Could you carry on the passage about the G protein-coupled receptor kinase gene, picking up after its final sentence?

Extract provided:
= = = = =

This gene encodes a member of the G protein-coupled receptor kinase subfamily of the Ser/Thr protein kinase family, and is most highly similar to GRK4 and GRK5. The protein phosphorylates the activated forms of G protein-coupled receptors to regulate their signaling.

Function 

G protein-coupled receptor kinases phosphorylate activated G protein-coupled receptors, which promotes the binding of an arrestin protein to the receptor. Arrestin binding to phosphorylated, active receptor prevents receptor stimulation of heterotrimeric G protein transducer proteins, blocking their cellular signaling and resulting in receptor desensitization. Arrestin binding also directs receptors to specific cellular internalization pathways, removing the receptors from the cell surface and also preventing additional activation. Arrestin binding to phosphorylated, active receptor also enables receptor signaling through arrestin partner proteins. Thus the GRK/arrestin system serves as a complex signaling switch for G protein-coupled receptors.

= = = = =

Region-pointing data
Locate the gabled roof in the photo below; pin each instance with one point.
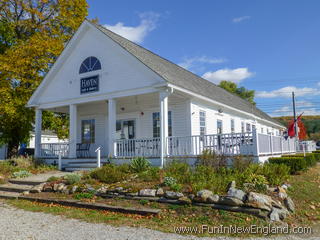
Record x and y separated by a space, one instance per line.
183 78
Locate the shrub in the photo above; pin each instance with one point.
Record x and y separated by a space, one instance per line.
295 163
21 174
53 179
110 173
241 162
80 196
316 155
152 174
72 178
139 164
310 158
211 159
169 181
22 162
179 171
276 174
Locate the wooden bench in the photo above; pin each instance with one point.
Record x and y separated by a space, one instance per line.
83 149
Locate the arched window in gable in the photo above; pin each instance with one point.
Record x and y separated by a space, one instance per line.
90 64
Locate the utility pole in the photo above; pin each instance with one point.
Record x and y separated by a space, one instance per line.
294 115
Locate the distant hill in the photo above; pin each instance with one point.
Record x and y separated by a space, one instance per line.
311 123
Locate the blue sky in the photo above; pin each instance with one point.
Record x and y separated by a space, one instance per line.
270 46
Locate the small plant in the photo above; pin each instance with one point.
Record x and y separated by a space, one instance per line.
143 202
72 178
110 173
21 174
169 181
139 164
210 159
53 179
86 195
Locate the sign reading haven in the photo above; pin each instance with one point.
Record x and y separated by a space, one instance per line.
89 84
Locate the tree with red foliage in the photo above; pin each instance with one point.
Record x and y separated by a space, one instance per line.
302 132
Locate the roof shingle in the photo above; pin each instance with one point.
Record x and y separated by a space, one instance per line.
183 78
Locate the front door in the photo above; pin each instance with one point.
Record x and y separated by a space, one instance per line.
125 129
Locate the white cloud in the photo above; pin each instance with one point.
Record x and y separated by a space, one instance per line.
240 19
148 22
286 92
191 62
234 75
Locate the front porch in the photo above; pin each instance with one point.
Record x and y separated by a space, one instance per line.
251 143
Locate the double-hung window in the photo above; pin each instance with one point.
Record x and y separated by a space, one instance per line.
242 127
88 131
248 127
232 126
202 119
156 124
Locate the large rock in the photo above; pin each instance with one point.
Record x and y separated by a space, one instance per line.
232 184
185 200
258 200
278 214
173 195
147 192
47 188
60 187
289 204
160 192
213 199
236 193
37 188
203 195
230 201
74 189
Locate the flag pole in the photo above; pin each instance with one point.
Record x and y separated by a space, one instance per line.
294 115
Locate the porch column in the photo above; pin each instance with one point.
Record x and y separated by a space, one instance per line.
163 97
38 130
73 131
112 118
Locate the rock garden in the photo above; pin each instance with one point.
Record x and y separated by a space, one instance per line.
259 190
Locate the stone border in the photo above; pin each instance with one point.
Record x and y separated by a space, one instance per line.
94 206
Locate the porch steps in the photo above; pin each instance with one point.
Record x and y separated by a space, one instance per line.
85 165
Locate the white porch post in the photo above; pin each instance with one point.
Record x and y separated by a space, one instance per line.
73 131
163 97
112 118
38 130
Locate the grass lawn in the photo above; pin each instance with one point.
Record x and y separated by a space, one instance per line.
305 192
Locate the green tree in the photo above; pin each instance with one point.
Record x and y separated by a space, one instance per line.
32 35
240 91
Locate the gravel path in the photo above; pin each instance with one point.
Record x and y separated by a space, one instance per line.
19 224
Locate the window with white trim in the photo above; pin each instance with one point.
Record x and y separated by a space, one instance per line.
156 124
88 131
232 126
242 127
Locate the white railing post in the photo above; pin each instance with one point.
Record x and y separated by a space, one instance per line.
255 137
271 147
98 151
59 161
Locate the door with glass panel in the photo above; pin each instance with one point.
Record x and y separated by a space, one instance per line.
125 130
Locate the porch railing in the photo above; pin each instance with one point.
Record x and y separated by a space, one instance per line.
52 150
145 147
227 144
268 144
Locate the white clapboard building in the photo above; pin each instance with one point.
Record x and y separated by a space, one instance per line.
131 102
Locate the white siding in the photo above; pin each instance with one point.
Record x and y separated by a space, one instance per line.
225 116
139 109
120 70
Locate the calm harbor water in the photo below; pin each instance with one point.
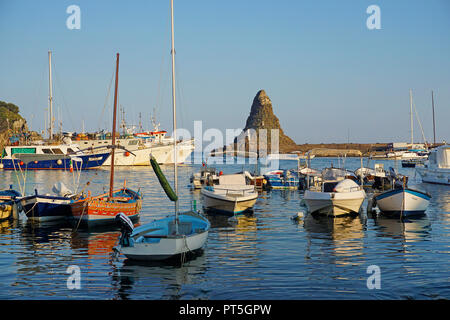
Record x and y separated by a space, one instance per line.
264 255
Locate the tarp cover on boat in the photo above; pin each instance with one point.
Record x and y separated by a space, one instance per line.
228 179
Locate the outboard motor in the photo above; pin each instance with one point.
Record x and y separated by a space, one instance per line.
126 228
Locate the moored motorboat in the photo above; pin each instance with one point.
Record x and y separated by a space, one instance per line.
437 168
164 238
401 200
334 195
9 204
231 196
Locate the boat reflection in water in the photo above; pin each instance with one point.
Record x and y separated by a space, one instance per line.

= = = = =

Response to this exercise:
GRK6 and the closely related GRK5 phosphorylate receptors at sites that encourage arrestin-mediated signaling rather than arrestin-mediated receptor desensitization, internalization and trafficking (in contrast to GRK2 and GRK3, which have the opposite effect). This difference is one basis for pharmacological biased agonism (also called functional selectivity), where a drug binding to a receptor may bias that receptor’s signaling toward a particular subset of the actions stimulated by that receptor.

GRK6 is widely and relatively evenly expressed throughout the body, but with particularly high expression in immune cells. GRK6 exists in three splice variants that differ in the carboxyl terminal region that regulates membrane association: one form is palmitoylated, another contains a lipid-binding polybasic domain, and the third is truncated and has neither. In the mouse, GRK6 regulates the D2 dopamine receptor in the striatum region of the brain, and loss of GRK6 leads to increased sensitivity to psychostimulant drugs that act through dopamine. Overexpression of GRK6 in the striatum in a rat model of Parkinson’s disease improves drug-induced movement disorder (tardive dyskinesia) symptoms arising from L-DOPA therapy. In mouse immune cells, GRK6 is important for chemotaxis of B-lymphocytes and T-lymphocytes in response to the chemoattractant CXCL12, and of neutrophils to sites of injury in response to leukotriene B4.